- _PROBLEM 1_: In the passage on shelter adoption guidelines, rewrite the paragraph beginning "After the initial intake process" as a bulleted list that keeps its main facts.
- _PROBLEM 2_:
Answer these questions from the passage on shelter adoption guidelines:
(a) According to the AHS estimate, how many cats and dogs are adopted from shelters each year?
(b) What should shelter personnel do when a stray animal's history and background are not available?
(c) How does the passage classify aggressive or biting dogs and cats with regard to adoption?
- _PROBLEM 3_: Continue the passage on shelter adoption guidelines from its last sentence.

- _TEXT PASSAGE_:
The American Humane Society (AHS) estimates that approximately three to four million cats and dogs are adopted from shelters annually. To ensure that these pets get the best homes possible, the AHS has established adoption guidelines for animal shelters. These recommendations provide guidance on making the pet adoption process attractive for individuals and families and on establishing a positive relationship with the local community.
During the Intake Process
The AHS recommends obtaining as much information as possible on any pets surrendered to the animal shelter. Age, breed, veterinary history, behavioral issues and exposure to children and other animals can all be helpful in finding a new home for the dog or cat. The history and background of stray animals may not be available; in these cases, shelter personnel should make their best educated guess regarding the age, breed and medical condition of the pet during the intake process.
After the initial intake process has been completed, dogs and cats should be given a thorough physical examination to determine their state of health. If the dog or cat has not been spayed or neutered, that procedure may be performed at this time or at a later point during the pet’s stay at the shelter. Weight, temperature and general physical appearance should be noted. Tests for feline leukemia, heartworms, tapeworms and other common illnesses should also be performed before introducing the pet into the larger animal shelter environment.
While many animals have a good chance of finding a home with a loving family, some dogs and cats are unlikely to be attractive candidates for adoption:
- Older animals are notoriously hard to place and may be traumatized by the stress and noise of the shelter.
- Aggressive or biting dogs and cats are not considered suitable candidates for adoption.
- Pets that are overly shy may reduce their chances of appealing to an adoptive family.

- _ENTRIES PROVIDED_:

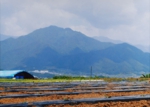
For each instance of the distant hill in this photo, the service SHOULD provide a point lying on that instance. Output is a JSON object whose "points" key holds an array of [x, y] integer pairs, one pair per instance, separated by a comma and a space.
{"points": [[70, 52], [106, 39]]}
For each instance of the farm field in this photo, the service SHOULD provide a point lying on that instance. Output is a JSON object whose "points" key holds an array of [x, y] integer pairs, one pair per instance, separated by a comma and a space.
{"points": [[75, 94]]}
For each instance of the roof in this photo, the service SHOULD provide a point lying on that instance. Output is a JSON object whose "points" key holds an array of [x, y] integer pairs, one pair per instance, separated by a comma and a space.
{"points": [[9, 73]]}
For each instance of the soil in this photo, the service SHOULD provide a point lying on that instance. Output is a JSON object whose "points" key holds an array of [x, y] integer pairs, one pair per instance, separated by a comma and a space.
{"points": [[140, 103], [63, 97]]}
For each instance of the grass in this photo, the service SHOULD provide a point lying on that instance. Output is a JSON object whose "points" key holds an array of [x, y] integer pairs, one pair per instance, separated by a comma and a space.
{"points": [[77, 78]]}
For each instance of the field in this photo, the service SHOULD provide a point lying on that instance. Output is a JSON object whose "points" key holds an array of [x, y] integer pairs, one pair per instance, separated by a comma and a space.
{"points": [[75, 93]]}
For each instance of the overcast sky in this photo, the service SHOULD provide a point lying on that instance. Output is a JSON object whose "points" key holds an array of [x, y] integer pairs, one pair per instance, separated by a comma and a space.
{"points": [[125, 20]]}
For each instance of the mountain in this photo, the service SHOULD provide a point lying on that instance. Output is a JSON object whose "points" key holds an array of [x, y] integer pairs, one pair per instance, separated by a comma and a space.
{"points": [[106, 39], [3, 37], [65, 51], [63, 41]]}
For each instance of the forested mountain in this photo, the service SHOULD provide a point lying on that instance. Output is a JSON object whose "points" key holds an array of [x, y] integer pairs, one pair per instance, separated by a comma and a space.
{"points": [[70, 52]]}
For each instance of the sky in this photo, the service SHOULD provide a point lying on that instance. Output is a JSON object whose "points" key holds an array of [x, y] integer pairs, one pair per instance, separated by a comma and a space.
{"points": [[125, 20]]}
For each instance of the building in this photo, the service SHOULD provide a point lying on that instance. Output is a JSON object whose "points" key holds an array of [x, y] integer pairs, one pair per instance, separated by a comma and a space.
{"points": [[18, 74]]}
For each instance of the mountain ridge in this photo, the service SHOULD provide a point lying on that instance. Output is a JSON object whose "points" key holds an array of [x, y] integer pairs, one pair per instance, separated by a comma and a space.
{"points": [[66, 51]]}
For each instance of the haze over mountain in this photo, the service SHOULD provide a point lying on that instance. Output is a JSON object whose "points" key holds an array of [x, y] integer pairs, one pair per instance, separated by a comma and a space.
{"points": [[106, 39], [3, 37], [70, 52]]}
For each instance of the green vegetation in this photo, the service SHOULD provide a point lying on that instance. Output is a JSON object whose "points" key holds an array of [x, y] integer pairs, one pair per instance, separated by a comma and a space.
{"points": [[65, 78], [77, 77]]}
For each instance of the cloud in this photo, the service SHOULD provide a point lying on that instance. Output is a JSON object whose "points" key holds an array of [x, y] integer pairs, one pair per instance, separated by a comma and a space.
{"points": [[127, 20]]}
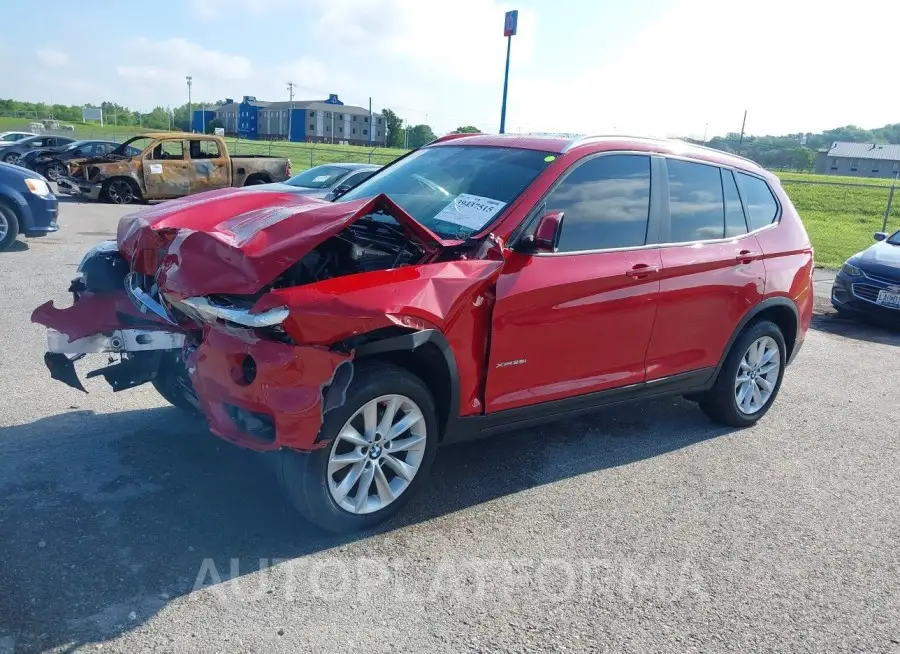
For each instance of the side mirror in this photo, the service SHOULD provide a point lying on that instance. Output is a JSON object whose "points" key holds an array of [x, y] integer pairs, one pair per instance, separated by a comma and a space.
{"points": [[549, 229]]}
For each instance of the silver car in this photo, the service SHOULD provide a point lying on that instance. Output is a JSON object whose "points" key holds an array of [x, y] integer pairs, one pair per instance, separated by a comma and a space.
{"points": [[326, 181]]}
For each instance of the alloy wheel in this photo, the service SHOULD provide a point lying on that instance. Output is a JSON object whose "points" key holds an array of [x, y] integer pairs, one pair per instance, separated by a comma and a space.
{"points": [[376, 454], [54, 172], [757, 375]]}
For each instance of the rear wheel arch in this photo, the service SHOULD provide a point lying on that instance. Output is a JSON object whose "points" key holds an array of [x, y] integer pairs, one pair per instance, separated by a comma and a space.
{"points": [[780, 310], [427, 354]]}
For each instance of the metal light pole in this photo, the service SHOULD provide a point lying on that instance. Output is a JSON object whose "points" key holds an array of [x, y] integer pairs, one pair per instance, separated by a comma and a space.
{"points": [[887, 210], [291, 109], [190, 80], [509, 30]]}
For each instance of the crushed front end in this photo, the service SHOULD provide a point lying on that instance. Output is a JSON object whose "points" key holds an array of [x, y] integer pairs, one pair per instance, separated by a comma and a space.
{"points": [[241, 302]]}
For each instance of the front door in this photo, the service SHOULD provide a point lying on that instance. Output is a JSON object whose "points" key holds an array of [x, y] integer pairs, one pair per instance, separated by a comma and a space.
{"points": [[209, 166], [166, 171], [712, 270], [579, 320]]}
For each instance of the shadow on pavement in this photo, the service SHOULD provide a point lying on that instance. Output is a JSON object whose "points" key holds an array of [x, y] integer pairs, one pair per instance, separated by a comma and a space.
{"points": [[108, 517]]}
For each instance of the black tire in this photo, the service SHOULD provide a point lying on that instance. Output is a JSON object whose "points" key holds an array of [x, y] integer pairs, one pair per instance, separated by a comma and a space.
{"points": [[174, 384], [304, 476], [720, 403], [8, 217], [54, 171], [121, 191]]}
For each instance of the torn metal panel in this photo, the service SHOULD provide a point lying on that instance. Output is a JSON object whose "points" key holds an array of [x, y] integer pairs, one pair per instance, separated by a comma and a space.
{"points": [[95, 313], [287, 385]]}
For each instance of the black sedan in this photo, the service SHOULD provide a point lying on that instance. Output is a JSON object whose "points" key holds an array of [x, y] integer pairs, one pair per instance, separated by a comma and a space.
{"points": [[51, 162], [11, 153], [869, 282], [27, 205]]}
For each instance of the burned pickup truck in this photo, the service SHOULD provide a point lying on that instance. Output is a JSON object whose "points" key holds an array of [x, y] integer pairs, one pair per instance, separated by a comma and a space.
{"points": [[441, 299], [168, 165]]}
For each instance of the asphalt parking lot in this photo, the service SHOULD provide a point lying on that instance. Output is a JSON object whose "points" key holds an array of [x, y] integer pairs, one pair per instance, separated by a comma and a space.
{"points": [[642, 528]]}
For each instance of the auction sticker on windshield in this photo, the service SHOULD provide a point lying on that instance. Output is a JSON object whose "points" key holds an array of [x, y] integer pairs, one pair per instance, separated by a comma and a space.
{"points": [[471, 211]]}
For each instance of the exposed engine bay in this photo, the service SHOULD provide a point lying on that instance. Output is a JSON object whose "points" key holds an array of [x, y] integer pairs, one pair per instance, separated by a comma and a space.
{"points": [[369, 244]]}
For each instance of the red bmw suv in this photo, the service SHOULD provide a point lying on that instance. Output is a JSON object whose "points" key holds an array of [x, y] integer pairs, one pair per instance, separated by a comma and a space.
{"points": [[477, 284]]}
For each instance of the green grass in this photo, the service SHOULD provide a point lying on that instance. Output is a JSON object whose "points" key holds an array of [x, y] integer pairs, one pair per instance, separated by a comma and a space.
{"points": [[302, 155], [840, 220]]}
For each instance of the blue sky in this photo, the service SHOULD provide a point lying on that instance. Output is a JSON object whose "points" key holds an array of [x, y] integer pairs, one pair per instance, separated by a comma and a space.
{"points": [[654, 67]]}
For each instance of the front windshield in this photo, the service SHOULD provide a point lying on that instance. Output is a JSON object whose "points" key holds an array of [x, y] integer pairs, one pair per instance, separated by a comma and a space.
{"points": [[138, 143], [318, 177], [456, 190]]}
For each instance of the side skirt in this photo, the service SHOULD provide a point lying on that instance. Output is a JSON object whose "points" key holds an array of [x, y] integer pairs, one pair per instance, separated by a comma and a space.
{"points": [[474, 427]]}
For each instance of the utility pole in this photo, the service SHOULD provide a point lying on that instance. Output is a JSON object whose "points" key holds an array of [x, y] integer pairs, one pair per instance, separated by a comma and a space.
{"points": [[509, 30], [291, 109], [190, 80], [887, 210]]}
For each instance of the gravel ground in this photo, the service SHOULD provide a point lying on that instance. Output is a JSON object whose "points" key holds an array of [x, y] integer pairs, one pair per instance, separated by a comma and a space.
{"points": [[643, 528]]}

- _TASK ANSWER 1_:
- After intake, dogs and cats get a thorough physical exam to determine their health.
- Pets not yet spayed or neutered may have the procedure now or later during their shelter stay.
- Weight, temperature and general physical appearance are recorded.
- Tests for feline leukemia, heartworms, tapeworms and other common illnesses are done before the pet joins the larger shelter environment.

- _TASK ANSWER 2_:
(a) Approximately three to four million.
(b) They should make their best educated guess about the pet's age, breed and medical condition during intake.
(c) They are not considered suitable candidates for adoption.

- _TASK ANSWER 3_:
- Behavioral issues can significantly reduce the chance of adoption for dogs and cats.
- Bully breeds are banned in many municipal areas and are often targeted for euthanasia due to the lack of homes available for these large and powerful dogs.
Depending on the shelter, animals that cannot be placed in a home may be euthanized or passed on to local groups who specialize in foster care and rehabilitation for these animals.
Increasing the Appeal of Adoption
The AHS suggests enhancing shelter décor with individual pet beds and toys to increase the comfort level of dogs and cats and to boost their chances of being selected for adoption. Assigning names to each of the adoptable pets can also improve their chances of finding an adoptive home. Ensuring that pet areas are clean, odor-free and inviting is one of the most effective ways to attract potential adoptive families and boost the reputation of the shelter in the local community.
Increasing the number of pets adopted by loving families can potentially reduce the number of euthanizations that occur each year. Encouraging responsible pet ownership and promoting spaying and neutering programs can help to reduce the overpopulation problem and can help shelters work more effectively on behalf of the animals in their care.